=== Section Start ===

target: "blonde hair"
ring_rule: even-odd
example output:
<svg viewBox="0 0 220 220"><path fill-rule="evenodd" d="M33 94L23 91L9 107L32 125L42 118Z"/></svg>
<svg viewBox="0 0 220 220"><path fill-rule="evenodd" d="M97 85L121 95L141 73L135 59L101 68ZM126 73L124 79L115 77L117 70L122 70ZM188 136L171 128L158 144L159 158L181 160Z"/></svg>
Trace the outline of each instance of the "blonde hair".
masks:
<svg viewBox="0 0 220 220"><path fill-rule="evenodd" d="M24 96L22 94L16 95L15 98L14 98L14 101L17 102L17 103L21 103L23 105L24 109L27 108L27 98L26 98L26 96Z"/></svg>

=== Section End ===

§ Your goal
With the line containing "Trace the outline" as the first and the final line of the entries above as the last, write out that span exactly and nothing more.

§ Result of this task
Trace the outline of each instance of the "blonde hair".
masks:
<svg viewBox="0 0 220 220"><path fill-rule="evenodd" d="M24 96L22 94L16 95L15 98L14 98L14 101L17 102L17 103L21 103L23 105L24 109L27 108L27 98L26 98L26 96Z"/></svg>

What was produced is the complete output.